必要な作業:
• A. リンパ節転移をめぐる質疑応答の本文から、「気になる気持ちは良く解ります。」から「大雑把に言えば15%程度でしょう。」までを、両端の語句も含めて一字一句そのまま再掲してもらえますか？
• B. リンパ節転移をめぐる質疑応答の本文を、最後に示された文の後から書き継いでもらえますか？

本文抜粋:
[管理番号:574]
性別:女性
年齢:41歳
先生、質問させて下さい。
田澤先生の今までのご経験上から、リンパ節転移陽性の方で再発される割合は一体どれほどあるのか伺いたいです。(数やサブタイプにもよるのでしょうが)
また因みに、その再発の無かった中で、最も多かった転移数はだいたいいくつでしたでしょうか。私は転移.3つ(タイプはルミナルA、ステージ2b)あったのですが、リンパ節転移陽性=予後不良というキーワードをよく目にするので、少しでも元気付けられるお話をお聞きしたく、質問させて頂きました。お忙しい中恐縮します。
いつでも構いませんので、どうぞよろしくお願い致します。
田澤先生からの回答
こんにちは。田澤です。
リンパ節転移についてですね。
気になる気持ちは良く解ります。
ネットなどで検索すれば「幾らでも悪い情報」はあるでしょう。
私の持っているデータでは10年生存率は「リンパ節転移なしで92%」「リンパ節転移4
個で84%」とあります。
私の経験上は「どちらも、もう少し成績は良い」ように思います。
「リンパ節転移」と「腫瘍径」は予後因子ではありますが、それ程悲観するものでは
ないのです。
回答
「リンパ節転移陽性の方で再発される割合は一体どれほどあるのか伺いたいです」
⇒上記のとおりです。
大雑把に言えば15%程度でしょう。

データ:
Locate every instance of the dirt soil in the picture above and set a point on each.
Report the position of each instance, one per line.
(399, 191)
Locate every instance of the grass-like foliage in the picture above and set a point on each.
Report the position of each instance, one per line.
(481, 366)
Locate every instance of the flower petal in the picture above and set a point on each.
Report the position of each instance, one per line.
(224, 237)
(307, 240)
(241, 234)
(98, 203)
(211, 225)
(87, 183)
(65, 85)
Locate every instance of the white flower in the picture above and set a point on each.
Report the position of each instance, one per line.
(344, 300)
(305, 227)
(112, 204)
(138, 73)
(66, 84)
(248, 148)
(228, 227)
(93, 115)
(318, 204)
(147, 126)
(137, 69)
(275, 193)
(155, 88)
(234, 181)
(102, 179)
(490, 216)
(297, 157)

応答:
• A.
気になる気持ちは良く解ります。
ネットなどで検索すれば「幾らでも悪い情報」はあるでしょう。
私の持っているデータでは10年生存率は「リンパ節転移なしで92%」「リンパ節転移4
個で84%」とあります。
私の経験上は「どちらも、もう少し成績は良い」ように思います。
「リンパ節転移」と「腫瘍径」は予後因子ではありますが、それ程悲観するものでは
ないのです。
回答
「リンパ節転移陽性の方で再発される割合は一体どれほどあるのか伺いたいです」
⇒上記のとおりです。
大雑把に言えば15%程度でしょう。

• B.
「その再発の無かった中で、最も多かった転移数はだいたいいくつでしたでしょうか」
⇒私の覚えている中では「10個以上の方も何人もいます」
リンパ節転移については「10個以上でも、節外浸潤が無ければ」意外と予後は悪く
ないと思います。
やはり手術をしていて「リンパ節が周囲に浸潤していてコロッと取れない=節外浸
潤」の場合には「再発高リスク」と思います。
○ステージ2bと言う事は pT2, pN1, pStage2B, luminalA だと思いますが、ホル
モン療法が良く効くタイプであり、悲観するものではありません。
質問者様から 【質問2】
田澤先生、早速のご回答を読ませて頂きました。大変心強い内容でしたので、今までよりも希望を持つことが出来ました。ありがとうございます。
すみません、さらに質問させてください。腫瘍経2・7cm・ルミナールA(k67-11%)の今後の治療法ですが、ホルモン療法のみでも10年85%の無再発率なのでしょうか。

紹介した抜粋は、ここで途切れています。